* Estratto
..........
Andare in bagno quando si è a lavoro è una necessità e un diritto. Ma non sempre questo viene garantito, causando gravi disagi e umiliazioni.
“Voglio il nome di chi ha il ciclo”, scoppia la polemica
I casi di lavoratori che non hanno il permesso di utilizzare il bagno sono, purtroppo, frequenti.
Nel 2017, l’azienda Sevel di Atessa (il più grande impianto europeo per l’assemblaggio di veicoli commerciali europei) fu condannata a risarcire un operaio al quale aveva impedito di utilizzare il bagno.
Il dipendente aveva chiesto più volte il permesso di allontanarsi per pochi minuti, senza però ottenerlo. Era quindi stato costretto a urinarsi addosso, finendo per lavorare per ore con i pantaloni bagnati.
Negli ultimi mesi, il tema è tornato a far discutere a seguito di un grave episodio in un supermercato di Pescara, verso la fine di Aprile.
Voglio il nome e cognome di chi oggi ha il ciclo mestruale, ok? Sennò gli calo le mutande io
Queste sono le parole della dirigente del supermercato, furiosa dopo aver trovato un assorbente usato fuori dal cestino nella toilette.
Il nome della dipendente non è mai venuto fuori, e i sindacati sono subito intervenuti nella vicenda.
Si tratta dell’ennesimo caso di vessazioni e soprusi nei confronti di lavoratrici e lavoratori del commercio che la Filcams Cgil vuole denunciare
In seguito, si sono moltiplicate le testimonianze di minacce e oppressioni verso i dipendenti di diversi posti di lavoro.
Quando andare in bagno è un divieto
Gran parte di questi racconti sono stati raccolti dalla pagina Instagram Aestetica Sovietica, in collaborazione con L’Espresso.
Un esempio è la testimonianza di Stefania, dipendente di un negozio di intimo.
Non c’erano i servizi all’interno. Dovevo uscire per raggiungere la toilette pubblica, dall’altra parte della stazione.
Non bevevo tè a colazione, pochissima acqua durante il giorno. In modo da non dover lasciare il negozio incustodito per andare in bagno.
A volte mi è capitato di fare la pipì nel secchio che utilizzavamo per lavare i pavimenti, chiudendomi nello sgabuzzino solo per qualche secondo.
La situazione è particolarmente grave nei call center, dove i tempi sono difficili da gestire.
Nei call center, poiché hai un tempo massimo per rispondere a chiamate o messaggi, puoi passare ore e ore senza andare in bagno.
Avevo colleghe con il ciclo che lavoravano sedute su asciugamani per non sporcare le sedie.
Stessa situazione per Roberta, che ha lavorato in un chiosco durante l’estate.
Per più di 10 ore non ha potuto utilizzare il bagno per cambiare assorbente, contraendo una forte irritazione cutanea.
..........
Righe di puntamento:
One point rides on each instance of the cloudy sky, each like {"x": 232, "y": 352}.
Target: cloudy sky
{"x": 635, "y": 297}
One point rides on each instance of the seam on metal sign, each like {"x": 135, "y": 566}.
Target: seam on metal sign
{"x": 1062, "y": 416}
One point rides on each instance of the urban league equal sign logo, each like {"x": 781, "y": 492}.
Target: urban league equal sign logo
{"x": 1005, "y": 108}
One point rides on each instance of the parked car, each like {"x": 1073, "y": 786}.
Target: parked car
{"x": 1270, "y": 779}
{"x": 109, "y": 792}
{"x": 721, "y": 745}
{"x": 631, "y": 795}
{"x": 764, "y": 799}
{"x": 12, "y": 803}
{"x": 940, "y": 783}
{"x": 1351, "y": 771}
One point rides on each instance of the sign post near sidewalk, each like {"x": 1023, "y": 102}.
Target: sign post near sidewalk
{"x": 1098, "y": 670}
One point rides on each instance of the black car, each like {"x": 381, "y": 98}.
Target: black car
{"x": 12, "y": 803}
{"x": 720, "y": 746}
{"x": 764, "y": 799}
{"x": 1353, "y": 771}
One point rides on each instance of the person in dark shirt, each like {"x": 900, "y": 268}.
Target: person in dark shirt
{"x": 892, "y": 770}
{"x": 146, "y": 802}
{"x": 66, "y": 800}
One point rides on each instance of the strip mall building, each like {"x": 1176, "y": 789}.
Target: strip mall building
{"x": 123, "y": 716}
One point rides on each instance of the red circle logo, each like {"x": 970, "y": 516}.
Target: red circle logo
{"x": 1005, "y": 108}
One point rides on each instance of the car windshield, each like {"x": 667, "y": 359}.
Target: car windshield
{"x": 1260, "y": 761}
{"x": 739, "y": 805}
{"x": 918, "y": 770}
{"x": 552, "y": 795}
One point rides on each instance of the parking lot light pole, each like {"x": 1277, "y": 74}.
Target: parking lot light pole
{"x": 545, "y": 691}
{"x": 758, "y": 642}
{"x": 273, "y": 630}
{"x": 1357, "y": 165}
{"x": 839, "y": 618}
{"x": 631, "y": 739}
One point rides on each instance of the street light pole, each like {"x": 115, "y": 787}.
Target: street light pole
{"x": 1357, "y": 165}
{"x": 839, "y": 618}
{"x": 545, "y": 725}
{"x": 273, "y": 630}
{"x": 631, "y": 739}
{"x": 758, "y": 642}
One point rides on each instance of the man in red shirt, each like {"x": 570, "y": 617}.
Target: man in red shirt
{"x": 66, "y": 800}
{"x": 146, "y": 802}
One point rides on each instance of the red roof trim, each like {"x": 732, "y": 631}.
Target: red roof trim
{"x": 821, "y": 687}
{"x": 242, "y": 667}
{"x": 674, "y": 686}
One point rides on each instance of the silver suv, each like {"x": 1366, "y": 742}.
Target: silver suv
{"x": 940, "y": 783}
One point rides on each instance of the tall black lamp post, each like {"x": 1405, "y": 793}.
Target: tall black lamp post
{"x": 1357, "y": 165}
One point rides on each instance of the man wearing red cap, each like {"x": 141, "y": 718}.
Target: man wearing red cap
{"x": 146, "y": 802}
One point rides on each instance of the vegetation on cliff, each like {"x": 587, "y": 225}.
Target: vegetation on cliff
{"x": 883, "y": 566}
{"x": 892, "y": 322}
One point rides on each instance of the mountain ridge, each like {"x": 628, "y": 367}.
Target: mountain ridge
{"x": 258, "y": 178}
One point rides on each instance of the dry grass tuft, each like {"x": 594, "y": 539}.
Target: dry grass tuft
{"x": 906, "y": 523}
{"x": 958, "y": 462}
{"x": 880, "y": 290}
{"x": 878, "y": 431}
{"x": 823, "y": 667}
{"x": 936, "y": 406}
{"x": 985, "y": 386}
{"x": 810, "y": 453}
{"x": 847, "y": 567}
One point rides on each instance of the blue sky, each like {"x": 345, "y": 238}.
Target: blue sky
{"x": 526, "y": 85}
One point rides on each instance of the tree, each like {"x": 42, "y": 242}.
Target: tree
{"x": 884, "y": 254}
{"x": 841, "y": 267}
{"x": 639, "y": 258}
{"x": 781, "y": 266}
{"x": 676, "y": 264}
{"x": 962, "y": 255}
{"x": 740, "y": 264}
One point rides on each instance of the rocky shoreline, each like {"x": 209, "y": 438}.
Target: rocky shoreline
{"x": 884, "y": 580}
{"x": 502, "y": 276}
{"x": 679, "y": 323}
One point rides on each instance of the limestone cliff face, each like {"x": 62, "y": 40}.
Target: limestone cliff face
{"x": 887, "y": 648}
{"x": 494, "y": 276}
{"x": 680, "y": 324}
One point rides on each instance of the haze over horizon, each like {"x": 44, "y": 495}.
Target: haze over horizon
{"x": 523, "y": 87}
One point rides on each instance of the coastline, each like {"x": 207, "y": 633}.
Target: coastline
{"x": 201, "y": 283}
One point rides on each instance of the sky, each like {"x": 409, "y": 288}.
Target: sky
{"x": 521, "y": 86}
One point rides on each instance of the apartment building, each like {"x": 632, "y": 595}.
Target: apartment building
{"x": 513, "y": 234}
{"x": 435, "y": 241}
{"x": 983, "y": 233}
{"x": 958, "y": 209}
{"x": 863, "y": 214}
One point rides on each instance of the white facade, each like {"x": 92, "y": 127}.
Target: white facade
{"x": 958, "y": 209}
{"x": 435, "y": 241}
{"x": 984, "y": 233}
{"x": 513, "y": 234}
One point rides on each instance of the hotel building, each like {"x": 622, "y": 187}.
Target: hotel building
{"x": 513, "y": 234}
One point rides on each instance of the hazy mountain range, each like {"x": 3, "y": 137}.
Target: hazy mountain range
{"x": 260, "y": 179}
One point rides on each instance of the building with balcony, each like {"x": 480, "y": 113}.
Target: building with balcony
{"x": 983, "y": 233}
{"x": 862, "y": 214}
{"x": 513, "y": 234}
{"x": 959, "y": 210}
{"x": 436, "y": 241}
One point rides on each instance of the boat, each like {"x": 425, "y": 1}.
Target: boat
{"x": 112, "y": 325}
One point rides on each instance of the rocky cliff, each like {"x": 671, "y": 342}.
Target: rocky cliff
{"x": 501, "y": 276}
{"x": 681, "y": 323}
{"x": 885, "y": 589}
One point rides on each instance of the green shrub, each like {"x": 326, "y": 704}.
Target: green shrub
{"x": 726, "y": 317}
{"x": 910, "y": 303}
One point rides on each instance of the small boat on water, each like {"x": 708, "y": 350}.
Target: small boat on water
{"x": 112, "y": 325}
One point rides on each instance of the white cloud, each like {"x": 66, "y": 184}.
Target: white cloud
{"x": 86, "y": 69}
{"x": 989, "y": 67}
..........
* Da fare
1. Rispondi a queste domande sull'articolo sui bagni al lavoro:
(a) In che anno fu condannata l'azienda Sevel di Atessa?
(b) In quale città si trova il supermercato dell'episodio di fine aprile?
(c) In che tipo di negozio lavorava Stefania?
2. Prolunga l'articolo sui bagni al lavoro a partire dall'ultima frase.
Le righe sono materiale a parte, distinto dall'articolo sui bagni al lavoro.

* Risposte ai compiti
1.
(a) Nel 2017.
(b) A Pescara.
(c) In un negozio di intimo.

2.
Un’altra testimonianza è quella di Francesca, cassiera in un negozio.
Una volta ho chiamato la responsabile chiedendole di sostituirmi, giusto il tempo di fare la pipì. Lei ha risposto, ad alta voce, davanti ai clienti in coda alla cassa: “avresti dovuto pensarci durante la pausa. O hai problemi di incontinenza?”. Mi ha umiliata
Cosa dice la legge?
Il professor Raffaele Fabozzi, insegnante di Diritto del Lavoro all’Università LUISS, ha spiegato come la legge tuteli la salute e il benessere dei lavoratori.
Oltre agli obblighi e alle pause previste dalla legge e dalla contrattazione collettiva, proprio come in ogni contratto, anche in quello di lavoro le parti devono comportarsi secondo correttezza e buona fede.
Il datore di lavoro è obbligato a tutelare la salute dei propri lavoratori, adottando le misure necessarie a salvaguardare l’integrità fisica e personalità morale degli stessi.
La legge sull’orario del lavoro prevede il diritto a una pausa non inferiore a 10 minuti durante un turno di 6 ore.
Se invece il lavoro si svolge di fronte a un monitor, il dipendente ha diritto a una pausa di 15 minuti ogni 2 ore di permanenza allo schermo.
Tuttavia, la legge consente che i dipendenti utilizzino questi minuti per altre attività lavorative, purché non di fronte a un monitor.
Il datore di lavoro gestisce la durata e la modalità delle pause ma, in caso di emergenza, questo non può vietare al dipendente di utilizzare il bagno.
Al contrario, l’azienda sarebbe accusata di “pregiudizio dell’integrità psicofisica“.
Inoltre, il datore di lavoro non può richiedere un’autorizzazione scritta per andare in bagno, in quanto rappresenterebbe una violazione della privacy.
Può, però, chiedere al dipendente di timbrare il cartellino. Ma solo dopo aver ottenuto l’autorizzazione dei sindacati o dell’Ispettorato del lavoro.
Un datore di lavoro, naturalmente, deve pensare al profitto dell’azienda.
Ma, ancora prima, deve pensare alla salute e al benessere psicofisico delle persone che lavorano per lui.
Vietare ai dipendenti di utilizzare il bagno, umiliarli, costringerli a lavorare in situazioni imbarazzanti e dolorose, va contro la dignità umana e non può essere tollerato.